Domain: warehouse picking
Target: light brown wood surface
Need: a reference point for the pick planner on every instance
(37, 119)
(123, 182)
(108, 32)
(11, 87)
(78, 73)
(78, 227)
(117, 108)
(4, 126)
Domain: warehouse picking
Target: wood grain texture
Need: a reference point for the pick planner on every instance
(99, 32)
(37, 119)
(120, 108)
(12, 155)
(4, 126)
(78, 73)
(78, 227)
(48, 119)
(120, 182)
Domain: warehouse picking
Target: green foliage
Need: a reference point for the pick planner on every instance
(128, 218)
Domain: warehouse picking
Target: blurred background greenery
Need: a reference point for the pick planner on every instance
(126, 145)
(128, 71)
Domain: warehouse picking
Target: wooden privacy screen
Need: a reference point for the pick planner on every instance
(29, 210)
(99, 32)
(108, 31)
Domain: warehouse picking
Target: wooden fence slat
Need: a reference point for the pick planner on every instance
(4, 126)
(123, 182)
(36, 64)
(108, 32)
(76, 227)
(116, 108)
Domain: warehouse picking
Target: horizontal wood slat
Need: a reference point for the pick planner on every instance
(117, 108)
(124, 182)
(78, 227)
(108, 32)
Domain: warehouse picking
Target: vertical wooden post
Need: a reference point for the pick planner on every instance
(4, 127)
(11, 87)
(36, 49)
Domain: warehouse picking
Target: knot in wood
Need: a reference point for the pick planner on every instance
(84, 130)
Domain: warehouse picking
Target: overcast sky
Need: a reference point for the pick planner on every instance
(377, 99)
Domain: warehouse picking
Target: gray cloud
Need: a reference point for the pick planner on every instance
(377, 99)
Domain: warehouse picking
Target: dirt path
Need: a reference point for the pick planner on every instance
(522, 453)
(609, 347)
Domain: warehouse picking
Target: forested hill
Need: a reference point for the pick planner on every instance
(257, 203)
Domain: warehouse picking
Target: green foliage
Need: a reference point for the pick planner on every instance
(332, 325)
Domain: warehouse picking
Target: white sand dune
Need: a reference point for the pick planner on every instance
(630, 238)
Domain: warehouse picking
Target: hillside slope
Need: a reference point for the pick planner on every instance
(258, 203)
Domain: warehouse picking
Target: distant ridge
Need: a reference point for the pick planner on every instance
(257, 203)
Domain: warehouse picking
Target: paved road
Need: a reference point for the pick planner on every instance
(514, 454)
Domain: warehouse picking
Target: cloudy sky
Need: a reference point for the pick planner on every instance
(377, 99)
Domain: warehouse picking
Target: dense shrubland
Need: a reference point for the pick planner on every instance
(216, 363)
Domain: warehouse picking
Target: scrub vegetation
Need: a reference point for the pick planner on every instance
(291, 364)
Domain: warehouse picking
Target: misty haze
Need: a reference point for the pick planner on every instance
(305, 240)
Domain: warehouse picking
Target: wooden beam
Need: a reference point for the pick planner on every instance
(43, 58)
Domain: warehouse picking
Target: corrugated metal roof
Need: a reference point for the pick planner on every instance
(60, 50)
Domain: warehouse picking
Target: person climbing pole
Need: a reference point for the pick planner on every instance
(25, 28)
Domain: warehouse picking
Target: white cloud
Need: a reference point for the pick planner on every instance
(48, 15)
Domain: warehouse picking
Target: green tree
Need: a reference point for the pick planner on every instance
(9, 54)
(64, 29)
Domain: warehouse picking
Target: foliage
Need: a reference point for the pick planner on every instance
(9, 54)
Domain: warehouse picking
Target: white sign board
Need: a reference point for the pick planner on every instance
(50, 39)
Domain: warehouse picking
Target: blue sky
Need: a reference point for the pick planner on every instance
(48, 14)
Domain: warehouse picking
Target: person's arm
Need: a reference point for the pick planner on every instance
◇ ◇ ◇ ◇
Your task is to extract all of the records exactly.

### Exercise output
Domain: warehouse picking
Target: light brown wood surface
Need: a reference point for the pick planner on every instance
(37, 119)
(123, 182)
(108, 32)
(11, 87)
(78, 73)
(78, 227)
(117, 108)
(4, 126)
Domain: warehouse picking
Target: wood grain texture
Need: a reference point for the pick planner on every instance
(99, 32)
(37, 119)
(120, 108)
(12, 155)
(4, 126)
(78, 73)
(78, 227)
(48, 119)
(120, 182)
Domain: warehouse picking
Target: green foliage
Need: a reference point for the pick planner on every instance
(128, 218)
Domain: warehouse picking
Target: blurred background greenery
Need: a reference point for the pick planner on every instance
(126, 145)
(128, 71)
Domain: warehouse picking
Target: wooden privacy screen
Need: a reference point for the pick planner on every instance
(29, 210)
(99, 32)
(108, 31)
Domain: warehouse picking
Target: wooden fence slat
Need: a reference point for the pick planner on every instance
(4, 126)
(123, 182)
(36, 64)
(108, 32)
(76, 227)
(116, 108)
Domain: warehouse picking
Target: horizontal wood slat
Need: a reference point for the pick planner on every instance
(117, 108)
(124, 182)
(78, 227)
(108, 32)
Domain: warehouse picking
Target: vertical wooden post
Need: a reference point for the pick planner on every instance
(4, 127)
(11, 87)
(36, 49)
Domain: warehouse picking
Target: knot in wood
Need: a reference point for the pick planner on every instance
(84, 130)
Domain: warehouse picking
Target: overcast sky
Need: a reference point for the pick planner on every instance
(377, 99)
Domain: warehouse picking
Target: gray cloud
Need: a reference point for the pick planner on every instance
(377, 99)
Domain: warehouse picking
Target: dirt path
Need: a reference point for the pick planner on every instance
(522, 453)
(609, 347)
Domain: warehouse picking
Target: forested hill
Need: a reference point for the pick planner on every instance
(257, 203)
Domain: warehouse picking
Target: green foliage
Need: a reference point for the pick planner on every instance
(332, 325)
Domain: warehouse picking
Target: white sand dune
Need: a reference point for the pick planner on every instance
(630, 238)
Domain: warehouse picking
Target: hillside slope
Need: a reference point for the pick planner on every instance
(258, 203)
Domain: warehouse picking
Target: distant ridge
Need: a reference point for the pick planner on every instance
(257, 203)
Domain: warehouse picking
Target: paved road
Need: a reference point for the pick planner on every instance
(514, 454)
Domain: warehouse picking
Target: cloudy sky
Need: a reference point for the pick planner on every instance
(377, 99)
Domain: warehouse picking
Target: dense shrubland
Need: a reference point for the pick planner on every instance
(216, 363)
Domain: warehouse picking
Target: scrub vegetation
Need: a reference point for the pick planner on every instance
(291, 364)
Domain: warehouse picking
Target: misty haze
Need: a reference point for the pick planner on every instance
(305, 240)
Domain: warehouse picking
Target: wooden beam
Need: a reference point for the pick planner on every instance
(43, 58)
Domain: warehouse picking
Target: corrugated metal roof
Need: a reference point for the pick planner on every instance
(60, 50)
Domain: warehouse picking
Target: person climbing pole
Need: a reference point for the pick planner on every instance
(25, 28)
Domain: warehouse picking
Target: white cloud
Need: a reference point for the pick planner on every instance
(48, 15)
Domain: warehouse picking
Target: green tree
Need: a reference point for the pick planner on every instance
(9, 54)
(64, 29)
Domain: warehouse picking
Target: foliage
Need: a reference point for the pick planner on every instance
(9, 54)
Domain: warehouse picking
Target: white sign board
Need: a reference point for the pick planner on every instance
(50, 39)
Domain: warehouse picking
Target: blue sky
Need: a reference point for the pick planner on every instance
(48, 14)
Domain: warehouse picking
Target: person's arm
Need: a reference point for the pick planner on every instance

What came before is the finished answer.